## Quoted passage

[Begin]

Scale of intellectual property pledge financing in China.
Theoretical Analysis
IPPF Pilot Policy and Green Technological Innovation of SRDI Enterprises
Institutional Change Theory posits that institutional reforms and governmental policy interventions have the capacity to reshape and enhance regional innovation systems, thereby stimulating firms to pursue high-quality and sustainable innovation activities (Atanassov, 2013). As a derivative financial policy that aligns with the principles of green finance and Environmental, Social, and Governance (ESG) development, Intellectual Property Pledge Financing not only connects with emerging engines of economic growth but also holds the potential to “pay for” green environments and technological breakthroughs, thus catalyzing green technological innovation among SRDI enterprises (Gong et al., 2024).
More specifically, in contrast to tough environmental regulatory measures, the IPPF policy guides capital allocation through relatively flexible mechanisms, thereby generating dual benefits in ecological governance and technological innovation. Through the identification, protection, and utilization of intellectual property, enterprises are able to transform intellectual capital into monetizable assets (Sullivan, 1999), and subsequently internalize the negative externalities arising from corporate pollution emissions via capital allocation, thus steering industrial transformation toward cleaner production and green development objectives (Wang & Wang, 2021). By effectively activating intangible assets and expanding corporate financing channels, the IPPF policy weakens the “crowding-out effect” of productive investment on environmental investment under conditions of constrained financial resources, thereby creating possibilities for the targeted injection of funds into green research and development. When firms allocate such funds toward activities such as hiring highly skilled technical personnel or acquiring green R&D equipment (C. Liu et al., 2019), they are more likely to optimize green production efficiency, develop innovative eco-friendly products and services, and ultimately enhance their green technological innovation capacity (Dutz & Sharma, 2012).
Compared with conventional technological innovation, green innovation exhibits pronounced public and social attributes, in that it simultaneously generates technological spillovers and positive social externalities. This social nature gives rise to a certain degree of investment–return asymmetry, whereby the limited share of public social benefits derived from environmental improvement is insufficient to fully compensate firms for their individual green R&D investments, thereby exacerbating the uncertainty associated with corporate engagement in green research and development (Orsatti, 2024). On the basis of the Institutional Protection Effect, intellectual property, when used as pledged collateral, can, through the processes of intangible asset identification and ownership clarification inherent in pledge arrangements, leverage the exclusivity and monopolistic characteristics of IP rights. Thereby reducing the risk of property rights dilution and infringement faced by firms during the development of green technologies, products, and processes. Mitigates economic losses arising from knowledge spillovers, and enhances, in a private sense, firms’ exclusivity in appropriating market returns from green technological innovation. In this way, the institutional protection effect serves to promote firms’ green technological innovation performance (Heller et al., 2024). Based on the above reasoning, this study proposes the following hypothesis:
The Mediating Role of Financing Constraints
SRDI enterprises play a pivotal role in aggregating technological resources, generating intellectual property, and driving the transformation of the digital economy (Ge et al., 2021), and thus constitute a key category of actors in the development of green technological innovation. Green technological innovation is characterized by substantial upfront capital investment and prolonged return cycles. However, constrained by the “two-highs-and-one-light” attributes of SRDI enterprises, these firms face acute financing demands in the course of pursuing green technological innovation. Conditions of excess demand-excessed and supply-constrained in credit markets, together with credit rationing and credit discrimination, have further restricted small and medium-sized(SMEs) enterprises’ access to financing, thereby exacerbating the impediments to SRDI enterprises’ incentives and willingness to engage in green technological innovation (C. Zhang & Tang, 2022).

[End]

## Records for this exercise
[Begin]

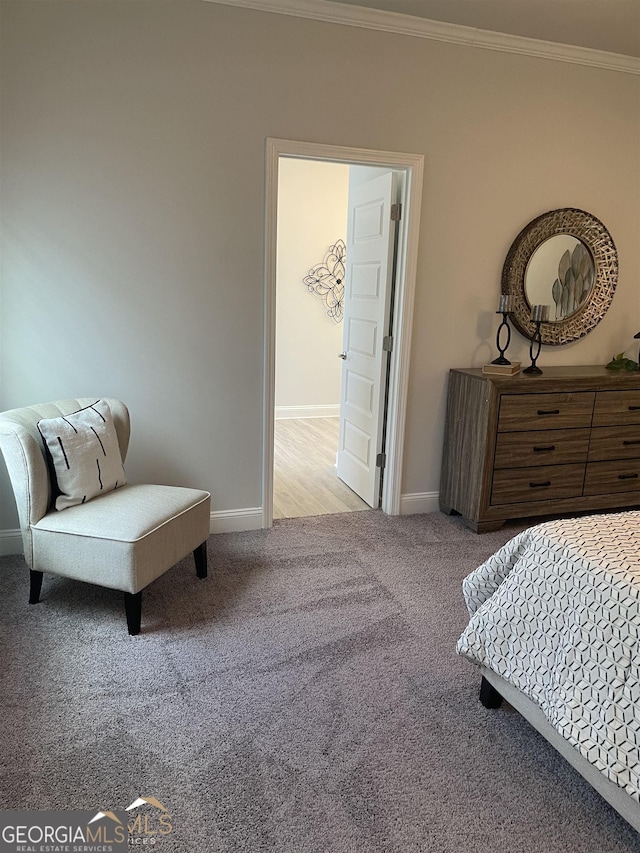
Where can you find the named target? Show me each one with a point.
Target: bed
(555, 628)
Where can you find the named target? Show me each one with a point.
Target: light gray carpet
(305, 698)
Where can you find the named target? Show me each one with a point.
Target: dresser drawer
(547, 482)
(542, 447)
(615, 408)
(521, 412)
(614, 443)
(604, 478)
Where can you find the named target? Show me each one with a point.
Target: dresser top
(578, 377)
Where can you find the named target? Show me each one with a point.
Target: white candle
(507, 303)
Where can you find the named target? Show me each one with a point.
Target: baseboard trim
(10, 542)
(283, 412)
(419, 502)
(235, 520)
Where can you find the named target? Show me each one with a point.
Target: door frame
(406, 266)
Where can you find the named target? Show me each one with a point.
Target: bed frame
(494, 689)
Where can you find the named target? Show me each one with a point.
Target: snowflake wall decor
(327, 280)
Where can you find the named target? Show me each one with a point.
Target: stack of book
(502, 369)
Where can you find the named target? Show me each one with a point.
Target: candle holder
(539, 315)
(506, 306)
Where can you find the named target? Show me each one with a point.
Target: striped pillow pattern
(85, 454)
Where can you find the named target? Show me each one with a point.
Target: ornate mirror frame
(594, 235)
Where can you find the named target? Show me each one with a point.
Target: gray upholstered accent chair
(123, 539)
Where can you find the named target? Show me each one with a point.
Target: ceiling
(610, 25)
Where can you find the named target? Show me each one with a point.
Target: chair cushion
(125, 515)
(124, 539)
(85, 454)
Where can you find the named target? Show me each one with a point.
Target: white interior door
(368, 277)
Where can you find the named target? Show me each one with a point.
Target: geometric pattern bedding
(556, 613)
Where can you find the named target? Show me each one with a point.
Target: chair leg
(35, 586)
(200, 556)
(133, 609)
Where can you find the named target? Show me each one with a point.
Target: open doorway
(313, 200)
(373, 298)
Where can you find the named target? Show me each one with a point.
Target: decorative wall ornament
(327, 280)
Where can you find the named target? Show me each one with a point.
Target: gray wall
(133, 140)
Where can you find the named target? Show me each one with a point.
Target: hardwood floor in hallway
(305, 481)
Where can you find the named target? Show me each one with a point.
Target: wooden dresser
(563, 442)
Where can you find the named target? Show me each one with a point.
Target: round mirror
(565, 259)
(560, 273)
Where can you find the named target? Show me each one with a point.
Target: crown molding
(409, 25)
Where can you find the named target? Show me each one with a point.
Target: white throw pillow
(85, 454)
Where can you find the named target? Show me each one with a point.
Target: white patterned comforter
(556, 612)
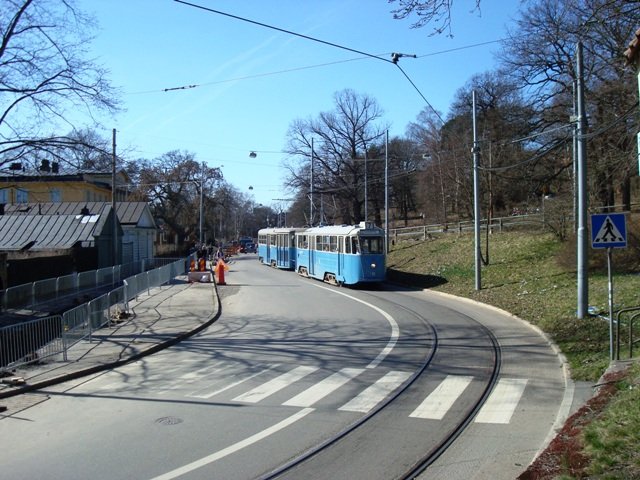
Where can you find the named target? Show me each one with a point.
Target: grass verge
(533, 276)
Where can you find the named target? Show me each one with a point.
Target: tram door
(282, 249)
(268, 253)
(312, 254)
(340, 256)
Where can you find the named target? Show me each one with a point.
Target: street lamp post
(201, 200)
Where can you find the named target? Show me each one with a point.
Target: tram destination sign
(608, 230)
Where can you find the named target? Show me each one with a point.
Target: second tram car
(276, 247)
(346, 254)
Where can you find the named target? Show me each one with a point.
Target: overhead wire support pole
(476, 200)
(201, 200)
(311, 189)
(581, 233)
(386, 192)
(113, 200)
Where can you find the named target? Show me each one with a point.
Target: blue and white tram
(346, 254)
(276, 247)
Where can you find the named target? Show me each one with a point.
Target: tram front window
(370, 245)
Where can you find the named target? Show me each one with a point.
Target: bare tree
(540, 56)
(428, 11)
(45, 79)
(172, 184)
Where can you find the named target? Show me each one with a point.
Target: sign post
(609, 231)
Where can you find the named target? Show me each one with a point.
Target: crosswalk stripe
(375, 393)
(272, 386)
(502, 402)
(438, 403)
(322, 389)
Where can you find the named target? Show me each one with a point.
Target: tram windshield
(366, 245)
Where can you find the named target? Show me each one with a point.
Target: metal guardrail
(30, 295)
(635, 311)
(499, 224)
(34, 340)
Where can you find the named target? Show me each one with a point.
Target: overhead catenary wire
(393, 61)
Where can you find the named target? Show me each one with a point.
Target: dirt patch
(564, 453)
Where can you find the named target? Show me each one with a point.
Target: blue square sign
(608, 230)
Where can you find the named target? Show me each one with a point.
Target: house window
(22, 196)
(56, 195)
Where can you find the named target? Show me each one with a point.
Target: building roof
(49, 232)
(632, 54)
(129, 213)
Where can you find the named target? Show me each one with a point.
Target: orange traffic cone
(220, 267)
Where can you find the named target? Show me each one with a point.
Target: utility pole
(311, 189)
(113, 200)
(201, 200)
(476, 199)
(386, 192)
(581, 233)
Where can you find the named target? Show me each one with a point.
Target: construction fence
(34, 340)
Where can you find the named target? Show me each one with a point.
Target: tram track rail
(423, 462)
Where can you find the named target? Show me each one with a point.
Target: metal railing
(633, 313)
(30, 295)
(34, 340)
(497, 224)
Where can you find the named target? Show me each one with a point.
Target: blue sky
(253, 82)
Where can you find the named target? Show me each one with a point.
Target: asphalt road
(290, 363)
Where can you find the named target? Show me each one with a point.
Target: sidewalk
(164, 317)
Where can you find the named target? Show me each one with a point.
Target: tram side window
(354, 244)
(303, 241)
(371, 244)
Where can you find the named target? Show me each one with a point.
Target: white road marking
(322, 389)
(438, 403)
(502, 402)
(272, 386)
(375, 393)
(395, 330)
(235, 447)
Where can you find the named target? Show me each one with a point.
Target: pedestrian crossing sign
(608, 230)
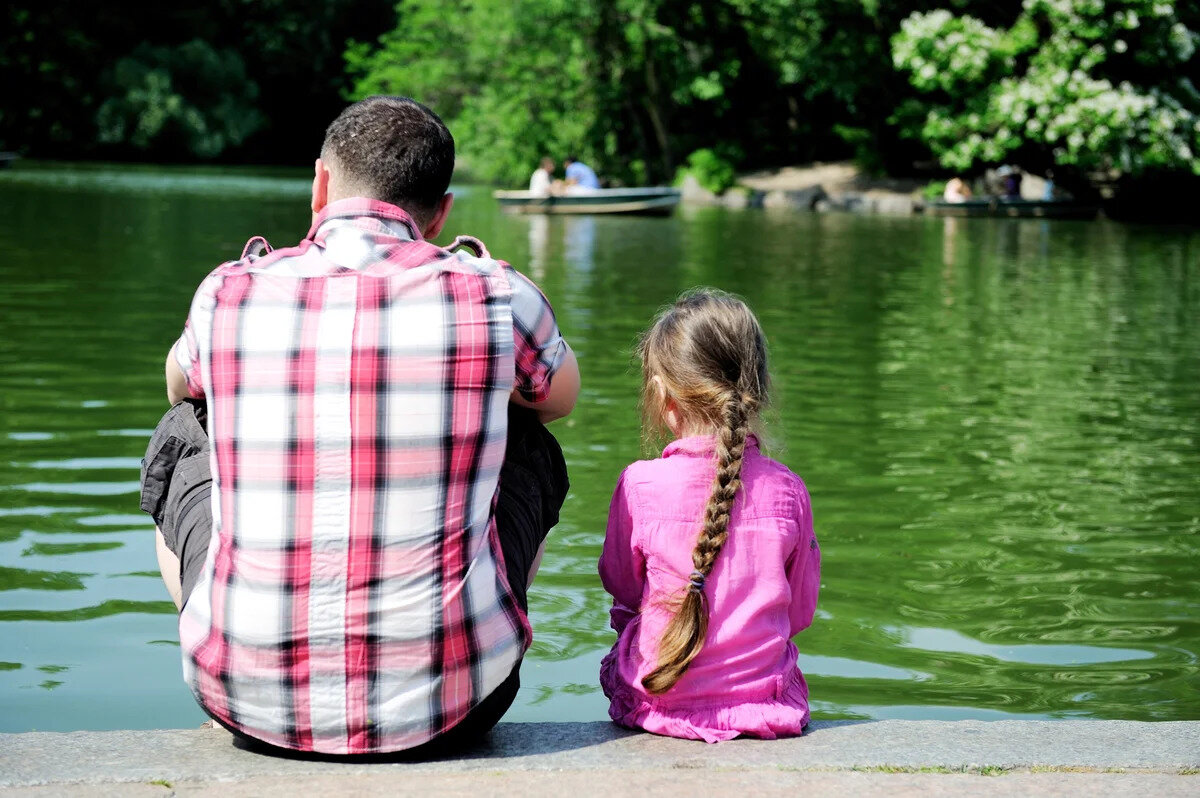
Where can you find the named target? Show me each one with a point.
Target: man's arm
(564, 390)
(177, 384)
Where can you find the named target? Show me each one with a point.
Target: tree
(1077, 85)
(186, 100)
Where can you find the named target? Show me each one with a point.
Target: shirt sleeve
(539, 346)
(196, 329)
(803, 568)
(622, 563)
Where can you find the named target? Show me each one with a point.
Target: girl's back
(709, 553)
(762, 591)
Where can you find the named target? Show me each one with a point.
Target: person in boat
(580, 177)
(541, 183)
(353, 486)
(957, 191)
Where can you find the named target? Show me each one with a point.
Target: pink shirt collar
(701, 445)
(370, 215)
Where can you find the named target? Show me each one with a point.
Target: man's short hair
(393, 149)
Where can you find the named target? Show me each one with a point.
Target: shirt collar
(701, 445)
(376, 217)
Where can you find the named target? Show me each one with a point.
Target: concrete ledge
(519, 757)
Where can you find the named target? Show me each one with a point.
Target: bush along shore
(829, 187)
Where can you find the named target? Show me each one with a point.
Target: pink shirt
(762, 591)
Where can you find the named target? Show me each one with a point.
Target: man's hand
(177, 384)
(564, 390)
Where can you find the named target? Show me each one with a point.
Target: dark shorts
(177, 486)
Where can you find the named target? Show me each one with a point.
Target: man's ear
(319, 187)
(439, 217)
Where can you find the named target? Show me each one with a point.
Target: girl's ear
(671, 415)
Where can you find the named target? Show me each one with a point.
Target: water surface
(997, 420)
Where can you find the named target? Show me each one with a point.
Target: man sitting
(580, 175)
(352, 555)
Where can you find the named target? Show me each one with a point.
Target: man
(580, 175)
(357, 583)
(541, 181)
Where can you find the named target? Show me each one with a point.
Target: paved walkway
(843, 757)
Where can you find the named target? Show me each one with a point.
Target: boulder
(795, 199)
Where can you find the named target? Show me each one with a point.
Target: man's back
(358, 387)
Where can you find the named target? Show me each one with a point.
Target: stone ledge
(888, 747)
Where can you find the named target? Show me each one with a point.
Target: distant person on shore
(580, 175)
(709, 553)
(543, 180)
(354, 484)
(1011, 181)
(957, 191)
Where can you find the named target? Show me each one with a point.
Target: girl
(709, 553)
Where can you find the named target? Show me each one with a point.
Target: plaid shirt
(354, 597)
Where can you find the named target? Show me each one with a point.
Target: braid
(684, 636)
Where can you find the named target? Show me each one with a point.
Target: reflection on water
(997, 420)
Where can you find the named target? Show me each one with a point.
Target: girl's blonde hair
(711, 354)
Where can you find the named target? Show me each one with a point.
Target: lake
(999, 421)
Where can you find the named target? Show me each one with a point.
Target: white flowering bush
(1086, 84)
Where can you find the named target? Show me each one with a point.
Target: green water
(999, 421)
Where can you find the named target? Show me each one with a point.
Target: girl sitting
(705, 621)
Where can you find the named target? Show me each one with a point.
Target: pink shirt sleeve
(803, 568)
(197, 328)
(539, 346)
(622, 563)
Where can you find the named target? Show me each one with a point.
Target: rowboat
(1018, 208)
(658, 199)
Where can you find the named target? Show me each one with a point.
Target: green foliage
(59, 65)
(1077, 84)
(190, 99)
(508, 77)
(712, 172)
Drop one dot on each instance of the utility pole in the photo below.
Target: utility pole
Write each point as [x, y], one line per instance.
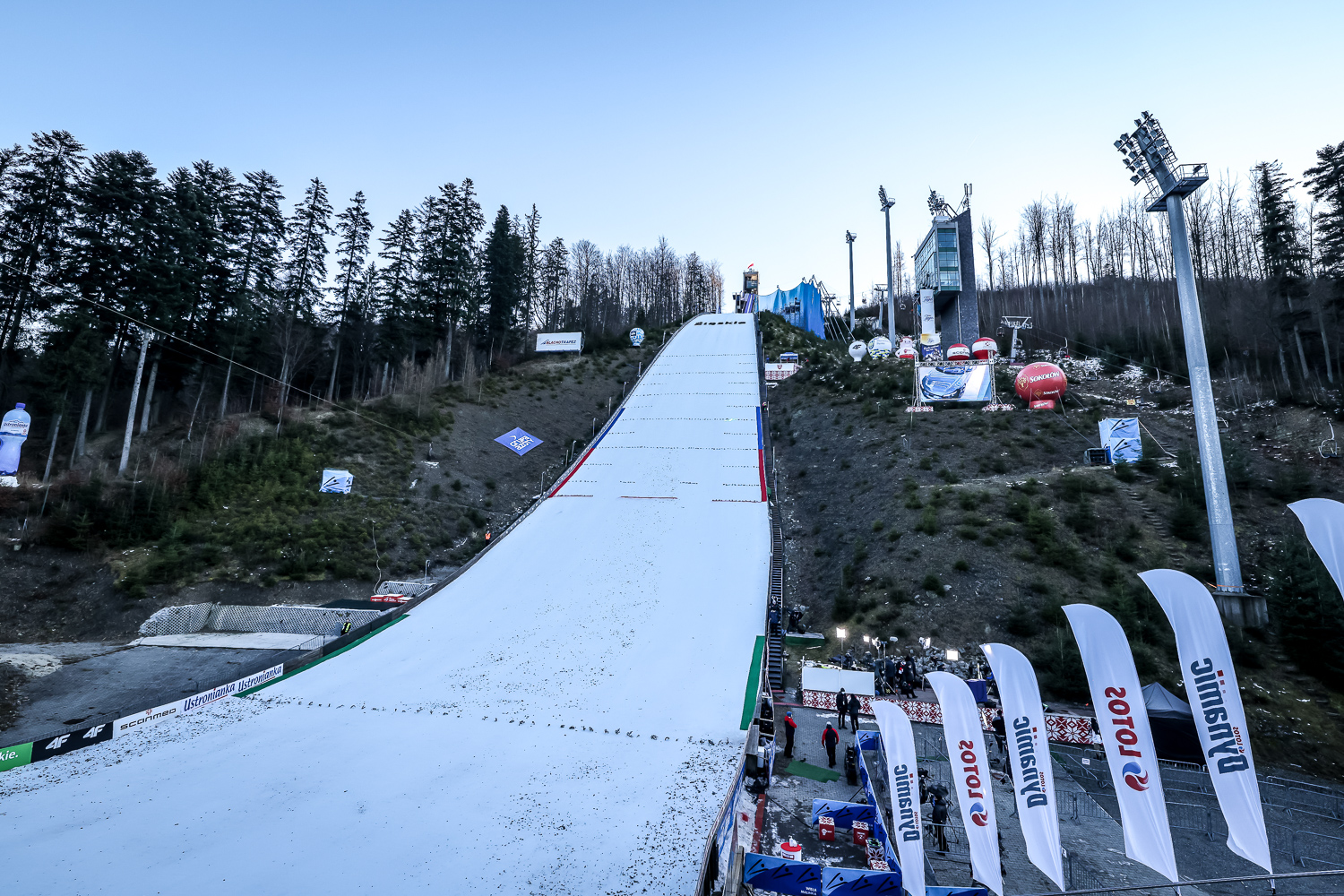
[1150, 159]
[849, 238]
[892, 316]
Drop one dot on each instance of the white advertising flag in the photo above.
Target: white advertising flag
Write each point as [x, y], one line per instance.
[1211, 686]
[1029, 747]
[1126, 735]
[1324, 522]
[961, 728]
[902, 774]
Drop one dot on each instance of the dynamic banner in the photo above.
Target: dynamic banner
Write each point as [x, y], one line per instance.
[1214, 696]
[1034, 780]
[902, 767]
[1324, 522]
[1126, 735]
[954, 383]
[970, 775]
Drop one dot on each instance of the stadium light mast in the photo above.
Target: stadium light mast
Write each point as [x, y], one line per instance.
[849, 238]
[892, 316]
[1150, 160]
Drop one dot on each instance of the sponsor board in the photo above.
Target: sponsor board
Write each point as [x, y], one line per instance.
[171, 710]
[559, 341]
[954, 382]
[15, 756]
[64, 743]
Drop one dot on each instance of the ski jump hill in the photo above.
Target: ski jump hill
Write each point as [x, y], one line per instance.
[562, 718]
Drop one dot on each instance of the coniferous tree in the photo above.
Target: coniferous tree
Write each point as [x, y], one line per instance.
[395, 287]
[354, 228]
[303, 281]
[1281, 252]
[504, 265]
[37, 214]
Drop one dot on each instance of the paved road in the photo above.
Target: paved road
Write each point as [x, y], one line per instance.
[116, 681]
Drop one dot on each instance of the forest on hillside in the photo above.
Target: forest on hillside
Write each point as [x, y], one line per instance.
[191, 295]
[1269, 260]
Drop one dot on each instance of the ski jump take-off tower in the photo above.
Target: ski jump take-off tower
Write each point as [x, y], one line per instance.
[945, 266]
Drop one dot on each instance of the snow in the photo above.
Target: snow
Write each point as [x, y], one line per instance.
[561, 719]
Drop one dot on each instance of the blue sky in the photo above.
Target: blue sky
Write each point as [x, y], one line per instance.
[746, 132]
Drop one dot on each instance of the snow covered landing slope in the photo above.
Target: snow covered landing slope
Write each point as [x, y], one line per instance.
[473, 745]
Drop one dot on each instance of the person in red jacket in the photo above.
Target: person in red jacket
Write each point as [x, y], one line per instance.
[830, 737]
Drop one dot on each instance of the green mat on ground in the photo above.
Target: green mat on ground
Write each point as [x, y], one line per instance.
[814, 772]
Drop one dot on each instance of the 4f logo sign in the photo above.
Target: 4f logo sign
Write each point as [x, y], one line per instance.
[519, 443]
[70, 740]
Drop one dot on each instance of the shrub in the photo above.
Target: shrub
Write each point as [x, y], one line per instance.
[1021, 622]
[1187, 521]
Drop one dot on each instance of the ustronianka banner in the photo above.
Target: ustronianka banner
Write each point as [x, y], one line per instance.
[970, 775]
[954, 383]
[1324, 522]
[1034, 780]
[1126, 735]
[900, 742]
[171, 710]
[1211, 686]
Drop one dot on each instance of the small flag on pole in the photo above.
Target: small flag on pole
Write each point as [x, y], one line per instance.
[519, 443]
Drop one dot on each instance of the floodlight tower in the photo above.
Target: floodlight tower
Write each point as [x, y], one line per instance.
[1152, 161]
[849, 238]
[892, 316]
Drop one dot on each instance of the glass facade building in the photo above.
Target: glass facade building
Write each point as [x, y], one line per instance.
[938, 260]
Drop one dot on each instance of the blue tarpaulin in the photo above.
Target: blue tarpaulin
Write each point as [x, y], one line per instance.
[801, 306]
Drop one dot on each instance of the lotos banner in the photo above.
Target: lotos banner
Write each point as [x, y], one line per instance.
[1126, 735]
[970, 775]
[1211, 686]
[902, 767]
[1034, 780]
[1324, 522]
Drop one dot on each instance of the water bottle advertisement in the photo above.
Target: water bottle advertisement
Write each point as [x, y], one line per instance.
[13, 433]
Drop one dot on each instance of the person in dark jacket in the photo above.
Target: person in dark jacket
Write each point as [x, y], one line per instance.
[1000, 729]
[830, 737]
[940, 821]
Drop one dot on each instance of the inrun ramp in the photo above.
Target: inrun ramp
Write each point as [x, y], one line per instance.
[561, 719]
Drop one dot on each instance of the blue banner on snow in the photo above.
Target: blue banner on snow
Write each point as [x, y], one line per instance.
[782, 874]
[857, 880]
[843, 813]
[519, 443]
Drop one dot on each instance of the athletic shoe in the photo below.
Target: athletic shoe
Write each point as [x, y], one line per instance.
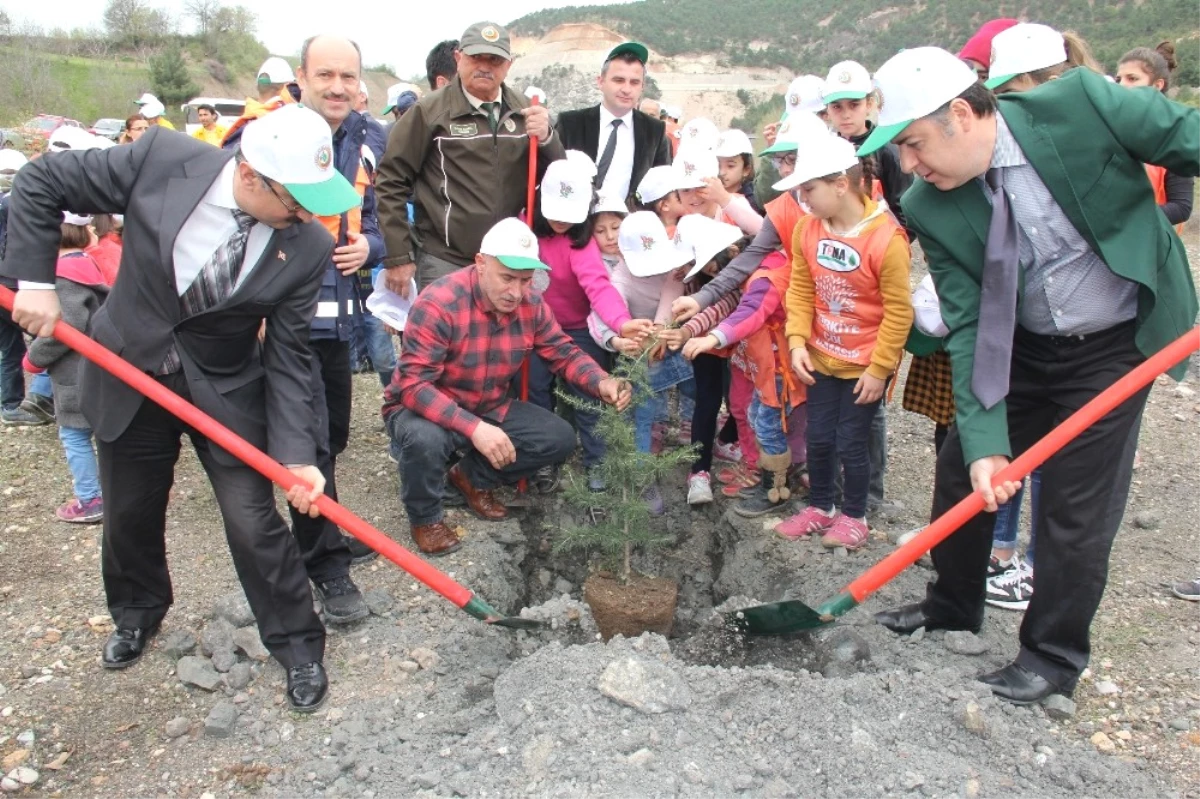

[End]

## Problem set
• a. Duplicate the passage on intellectual property pledge financing from "Scale of intellectual" up to and including "(Gong et al., 2024).".
• b. Gather every line of the rows that contains the word "stadium".

## Written answers
• a.
Scale of intellectual property pledge financing in China.
Theoretical Analysis
IPPF Pilot Policy and Green Technological Innovation of SRDI Enterprises
Institutional Change Theory posits that institutional reforms and governmental policy interventions have the capacity to reshape and enhance regional innovation systems, thereby stimulating firms to pursue high-quality and sustainable innovation activities (Atanassov, 2013). As a derivative financial policy that aligns with the principles of green finance and Environmental, Social, and Governance (ESG) development, Intellectual Property Pledge Financing not only connects with emerging engines of economic growth but also holds the potential to “pay for” green environments and technological breakthroughs, thus catalyzing green technological innovation among SRDI enterprises (Gong et al., 2024).

• b.
Drop one dot on each instance of the stadium light mast in the photo above.
Target: stadium light mast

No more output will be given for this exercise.